Teks Sumber:
Hadirin jama’ah Jum’at yang dimulyakan Allah Swt. 
Imam al-Ghazali (450 H - 505 H) adalah ulama tasawuf besar yang dijuluki ‘hujjatu l-islâm’. Semasa hidupnya ia banyak menulis karya yang menjelaskan makna ibadah. Banyak orang menyebutnya sebagai ilmuwan yang menjembatani dimensi syari’at dengan dimensi tasawuf. Karya-karyanya monumentalnya, seperti Ihyâ` ‘Ulûmi d-dîn, al-Adabu fî d-Dîn, Bidâyah al-Hidâyah dan lain-lain, secara luas mengkaji makna yang terkandung dalam praktek-praktek ibadah ritual, serta memberi gambaran yang jelas tentang makna ibadah dalam arti luas.
Bentuk ritual ibadah seberapapun individualnya ia dipraktekkan selalu berkaitan dengan aspek-aspek moral dan etika yang tidak bisa dilepaskan dari kehidupan manusia sebagai makhluk sosial. Artinya meskipun ibadah ritual pada dasarnya bersifat individual, ia mengandung prinsip dan pesan moral yang harus diimplementasikan dalam kehidupan manusia secara keseluruhan, tidak saja dalam diri pribadinya tetapi juga dalam kehidupan sosialnya.
Islam hadir ke dunia ini bukan untuk menyuruh umatnya untuk hidup mengucilkan diri di balik tembok-tembok suci peribadatan dalam rangka menjalankan ritualitas ibadah formal semata-mata. Sebagai rahmat bagi seluruh alam (rahmatal li l-‘âlamîn), Islam mengajak pemeluknya untuk mampu menjalankan peran-peran kemanusiaan secara luas. Oleh sebab itu, di samping sebagai hamba Allah (‘abdu llâh), manusia juga mendapatkan tugas mulia dari Allah Swt., yaitu sebagai khalîfah atau pengatur kehidupan di muka bumi. Dalam hal ini Allah berfirman:
وَإِذْ قَالَ رَبُّكَ لِلْمَلاَ ئِكَةِ إِنِّي جَاعِلٌ فِي ْالأَرْضِ خَلِيْفَةً قَالُوا أَتَجْعَلُ فِيهَا مَنْ يُفْسِدُ فِيهَا وَيَسْفِكُ الدِّمَاءَ وَنَحْنُ نُسَبِّحُ بِحَمْدِكَ وَنُقَدِّسُ لَكَ قَالَ إِنِّي أَعْلَمُ مَا لاَتَعْلَمُونَ.

Data:
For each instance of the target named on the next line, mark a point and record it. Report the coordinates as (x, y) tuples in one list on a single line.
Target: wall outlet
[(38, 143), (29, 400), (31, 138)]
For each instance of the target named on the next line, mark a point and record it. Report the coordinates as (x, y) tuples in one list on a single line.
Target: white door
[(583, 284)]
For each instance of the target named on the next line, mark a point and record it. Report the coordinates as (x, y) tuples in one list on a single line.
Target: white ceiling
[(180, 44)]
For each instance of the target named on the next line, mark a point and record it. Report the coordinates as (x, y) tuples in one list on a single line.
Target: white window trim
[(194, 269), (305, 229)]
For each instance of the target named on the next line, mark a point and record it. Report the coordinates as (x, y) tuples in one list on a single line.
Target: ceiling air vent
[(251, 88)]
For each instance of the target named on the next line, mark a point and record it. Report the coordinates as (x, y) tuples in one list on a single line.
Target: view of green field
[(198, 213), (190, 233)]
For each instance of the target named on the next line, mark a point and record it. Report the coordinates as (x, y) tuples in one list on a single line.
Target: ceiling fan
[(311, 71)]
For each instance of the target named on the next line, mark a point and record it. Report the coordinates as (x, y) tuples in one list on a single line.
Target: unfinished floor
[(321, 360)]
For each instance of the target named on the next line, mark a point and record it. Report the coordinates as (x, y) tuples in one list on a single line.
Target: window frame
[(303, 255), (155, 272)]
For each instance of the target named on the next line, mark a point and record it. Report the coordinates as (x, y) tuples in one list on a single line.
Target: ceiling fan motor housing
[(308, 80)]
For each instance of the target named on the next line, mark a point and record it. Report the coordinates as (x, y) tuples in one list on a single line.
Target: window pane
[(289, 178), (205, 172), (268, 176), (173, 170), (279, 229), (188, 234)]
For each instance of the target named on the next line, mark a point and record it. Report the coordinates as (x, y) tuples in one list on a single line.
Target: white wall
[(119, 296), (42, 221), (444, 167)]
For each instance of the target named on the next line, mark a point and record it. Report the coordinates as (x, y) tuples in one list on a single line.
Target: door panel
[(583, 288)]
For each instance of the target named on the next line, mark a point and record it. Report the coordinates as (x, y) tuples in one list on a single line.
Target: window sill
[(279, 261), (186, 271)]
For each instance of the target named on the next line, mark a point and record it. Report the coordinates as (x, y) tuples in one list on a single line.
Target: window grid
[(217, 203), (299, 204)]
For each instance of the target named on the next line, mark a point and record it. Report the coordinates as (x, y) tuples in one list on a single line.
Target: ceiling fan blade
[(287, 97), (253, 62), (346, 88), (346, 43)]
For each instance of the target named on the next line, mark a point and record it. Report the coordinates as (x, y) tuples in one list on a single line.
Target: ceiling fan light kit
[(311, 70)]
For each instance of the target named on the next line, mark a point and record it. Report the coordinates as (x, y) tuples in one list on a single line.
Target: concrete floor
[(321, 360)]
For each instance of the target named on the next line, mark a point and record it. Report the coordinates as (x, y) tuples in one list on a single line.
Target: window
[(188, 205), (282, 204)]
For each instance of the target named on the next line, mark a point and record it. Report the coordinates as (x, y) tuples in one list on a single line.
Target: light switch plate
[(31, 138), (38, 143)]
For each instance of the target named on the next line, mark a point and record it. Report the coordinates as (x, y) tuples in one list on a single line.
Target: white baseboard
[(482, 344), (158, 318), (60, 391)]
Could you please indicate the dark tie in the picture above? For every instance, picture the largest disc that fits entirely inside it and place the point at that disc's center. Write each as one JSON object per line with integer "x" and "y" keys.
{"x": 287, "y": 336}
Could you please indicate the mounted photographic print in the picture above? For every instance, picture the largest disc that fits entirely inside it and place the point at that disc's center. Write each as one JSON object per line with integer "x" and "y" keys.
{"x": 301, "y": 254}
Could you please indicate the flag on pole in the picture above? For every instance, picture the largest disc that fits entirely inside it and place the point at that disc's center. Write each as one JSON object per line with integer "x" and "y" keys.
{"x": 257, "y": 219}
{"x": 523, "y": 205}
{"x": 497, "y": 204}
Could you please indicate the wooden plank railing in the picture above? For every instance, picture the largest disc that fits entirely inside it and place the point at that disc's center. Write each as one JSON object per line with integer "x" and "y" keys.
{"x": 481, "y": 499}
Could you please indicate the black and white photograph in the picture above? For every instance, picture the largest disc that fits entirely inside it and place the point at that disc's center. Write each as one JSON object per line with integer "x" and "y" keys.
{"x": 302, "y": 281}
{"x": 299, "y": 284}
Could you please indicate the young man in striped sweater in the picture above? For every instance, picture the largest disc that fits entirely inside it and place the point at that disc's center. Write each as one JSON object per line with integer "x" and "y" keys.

Tugas 1: Tentukan apakah setiap pernyataan berikut sesuai dengan teks khutbah: (a) Imam al-Ghazali hidup pada 450 H sampai 505 H; (b) ibadah ritual pada dasarnya bersifat sosial; (c) manusia mendapat tugas dari Allah Swt. sebagai khalîfah. Jawab ya atau tidak untuk masing-masing, disertai kutipan kata-kata teks yang menentukan.
Tugas 2: Sebutkan semua judul karya Imam al-Ghazali yang disebut namanya dalam teks khutbah.
Tugas 3: Menurut teks khutbah, apa julukan Imam al-Ghazali?
Data tersebut tidak berperan dalam hal ini.

Jawaban Benar 1:
(a) Ya: "Imam al-Ghazali (450 H - 505 H)"
(b) Tidak: "meskipun ibadah ritual pada dasarnya bersifat individual"
(c) Ya: "manusia juga mendapatkan tugas mulia dari Allah Swt., yaitu sebagai khalîfah atau pengatur kehidupan di muka bumi"

Jawaban Benar 2: Ihyâ` ‘Ulûmi d-dîn, al-Adabu fî d-Dîn, Bidâyah al-Hidâyah

Jawaban Benar 3: ‘hujjatu l-islâm’